» Exercise material:
++++++++
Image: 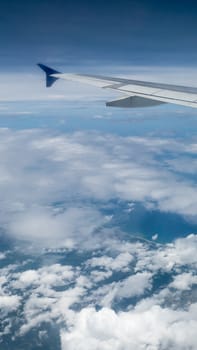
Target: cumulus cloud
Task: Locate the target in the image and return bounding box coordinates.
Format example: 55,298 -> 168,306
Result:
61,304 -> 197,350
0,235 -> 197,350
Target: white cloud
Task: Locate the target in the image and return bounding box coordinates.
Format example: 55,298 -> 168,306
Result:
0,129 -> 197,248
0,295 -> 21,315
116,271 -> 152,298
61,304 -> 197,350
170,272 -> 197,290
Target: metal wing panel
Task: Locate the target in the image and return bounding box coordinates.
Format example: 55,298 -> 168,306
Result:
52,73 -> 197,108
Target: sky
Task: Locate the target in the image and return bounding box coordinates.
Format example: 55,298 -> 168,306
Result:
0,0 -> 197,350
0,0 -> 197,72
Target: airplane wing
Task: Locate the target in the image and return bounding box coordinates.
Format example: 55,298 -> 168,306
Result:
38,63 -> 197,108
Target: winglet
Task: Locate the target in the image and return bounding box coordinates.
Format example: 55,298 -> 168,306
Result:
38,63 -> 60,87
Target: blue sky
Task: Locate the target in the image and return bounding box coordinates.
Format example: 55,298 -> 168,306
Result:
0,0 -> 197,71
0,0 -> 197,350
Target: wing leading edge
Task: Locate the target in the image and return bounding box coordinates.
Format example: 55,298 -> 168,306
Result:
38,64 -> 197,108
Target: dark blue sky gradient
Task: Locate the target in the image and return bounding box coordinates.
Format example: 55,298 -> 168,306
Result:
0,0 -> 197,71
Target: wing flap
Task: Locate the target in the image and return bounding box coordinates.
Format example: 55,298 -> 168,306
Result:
++++++++
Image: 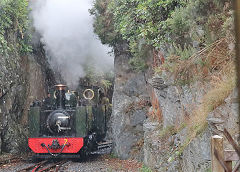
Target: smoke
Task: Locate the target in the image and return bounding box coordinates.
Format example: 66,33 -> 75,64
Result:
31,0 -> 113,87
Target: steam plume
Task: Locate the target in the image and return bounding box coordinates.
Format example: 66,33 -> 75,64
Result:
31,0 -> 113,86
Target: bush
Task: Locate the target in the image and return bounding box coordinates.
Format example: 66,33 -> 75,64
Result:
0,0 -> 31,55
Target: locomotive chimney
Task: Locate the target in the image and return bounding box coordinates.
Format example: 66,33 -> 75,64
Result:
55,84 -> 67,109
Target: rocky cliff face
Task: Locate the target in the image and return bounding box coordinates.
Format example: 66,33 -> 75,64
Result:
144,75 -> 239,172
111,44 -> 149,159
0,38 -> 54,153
++++++++
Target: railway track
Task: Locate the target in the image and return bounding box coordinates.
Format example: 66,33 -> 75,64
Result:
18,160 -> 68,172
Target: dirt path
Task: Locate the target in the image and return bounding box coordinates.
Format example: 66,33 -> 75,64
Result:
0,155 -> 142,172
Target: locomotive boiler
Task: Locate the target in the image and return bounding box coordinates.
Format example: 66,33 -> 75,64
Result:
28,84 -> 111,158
++++++++
» Exercise details:
Please write out only the records from the line with "Target: airplane wing" up to and including the line with "38,64 -> 197,108", swapping "Format example" for "Sample format" and changing nothing else.

» Result:
Target: airplane wing
Task: Locate the target in the image and return bounding box coordinates.
Sample format: 55,298 -> 168,306
Result:
38,63 -> 197,108
Target: winglet
Task: Locate the target in the image and return bounding box coordinates.
Sample format: 55,298 -> 168,306
Result:
38,63 -> 60,87
Target: blue sky
Task: Locate the target in the image and return bounding box coordinates.
Sample format: 55,298 -> 168,306
Result:
0,0 -> 197,71
0,0 -> 197,350
Target: wing leading edge
Task: Locate the target in the image and return bounding box coordinates.
Sample format: 55,298 -> 168,306
Result:
38,64 -> 197,108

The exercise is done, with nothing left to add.